§ TASK OBJECTIVE:
Turn each line of the listing below into a numbered list, dropping blank lines and leaving the pictures out.

§ WORKING DATA:
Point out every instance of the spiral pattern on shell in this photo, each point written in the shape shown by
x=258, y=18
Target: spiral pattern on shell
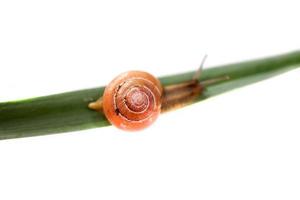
x=132, y=101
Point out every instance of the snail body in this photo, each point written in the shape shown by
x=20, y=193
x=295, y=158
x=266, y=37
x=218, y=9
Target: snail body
x=133, y=100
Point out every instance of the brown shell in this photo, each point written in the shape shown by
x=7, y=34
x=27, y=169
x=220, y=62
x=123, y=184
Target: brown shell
x=132, y=101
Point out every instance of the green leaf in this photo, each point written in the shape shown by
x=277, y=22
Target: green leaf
x=69, y=112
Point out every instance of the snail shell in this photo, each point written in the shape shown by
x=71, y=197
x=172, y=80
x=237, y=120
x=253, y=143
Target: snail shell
x=132, y=101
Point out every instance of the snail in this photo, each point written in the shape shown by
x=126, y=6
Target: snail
x=133, y=100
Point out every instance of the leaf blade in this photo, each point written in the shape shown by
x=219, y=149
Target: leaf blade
x=69, y=112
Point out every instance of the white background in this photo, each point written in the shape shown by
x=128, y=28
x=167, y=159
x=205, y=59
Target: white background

§ RIGHT ANSWER:
1. Point out every instance of the spiral pattern on shell in this photo, each point written in the shape shown by
2. x=258, y=18
3. Target: spiral pattern on shell
4. x=132, y=101
5. Point out every instance of the snail body in this photo, each point written in the shape shown by
6. x=20, y=193
7. x=295, y=158
8. x=266, y=37
9. x=218, y=9
10. Target: snail body
11. x=133, y=100
12. Point out every instance of the brown shell in this photo, each point written in the shape shown by
13. x=7, y=34
14. x=27, y=169
15. x=220, y=62
16. x=123, y=184
17. Target: brown shell
18. x=132, y=101
19. Point out every instance of the green leaf in this photo, each point written in the shape shown by
20. x=277, y=22
21. Target: green leaf
22. x=69, y=112
23. Point out every instance of the snail shell in this photo, each point written in the shape shown by
24. x=71, y=197
25. x=172, y=80
26. x=237, y=120
27. x=253, y=143
28. Target: snail shell
29. x=132, y=101
30. Point out every instance of the snail in this photo, each point written in the shape shown by
31. x=126, y=6
32. Target: snail
33. x=133, y=100
34. Point out every instance of the leaf blade in this photo, each point written in the shape shown by
35. x=219, y=149
36. Target: leaf blade
37. x=69, y=112
38. Point out every instance of the white background in this photo, each point written in the shape shown by
39. x=128, y=28
40. x=167, y=159
41. x=205, y=59
42. Target: white background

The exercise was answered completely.